Dati per l'identificazione delle posizioni:
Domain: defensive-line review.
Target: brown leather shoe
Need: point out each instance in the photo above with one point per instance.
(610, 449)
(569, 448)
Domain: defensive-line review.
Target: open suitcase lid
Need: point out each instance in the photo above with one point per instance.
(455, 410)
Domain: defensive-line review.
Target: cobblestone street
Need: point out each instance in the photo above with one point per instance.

(Consegna)
Riscrivi per favore tutte le righe sostituendo "Domain" con "Field" e lasciando invariato tutto il resto.

(Soluzione)
Field: defensive-line review.
Target: brown leather shoe
Need: point out each instance in the photo above with one point per instance.
(610, 449)
(569, 448)
Field: defensive-line review.
Target: open suitcase lid
Need: point out each instance in the photo above with one point per instance.
(455, 410)
Field: defensive-line review.
Target: cobblestone street
Need: point out each instance in the photo above with one point per instance.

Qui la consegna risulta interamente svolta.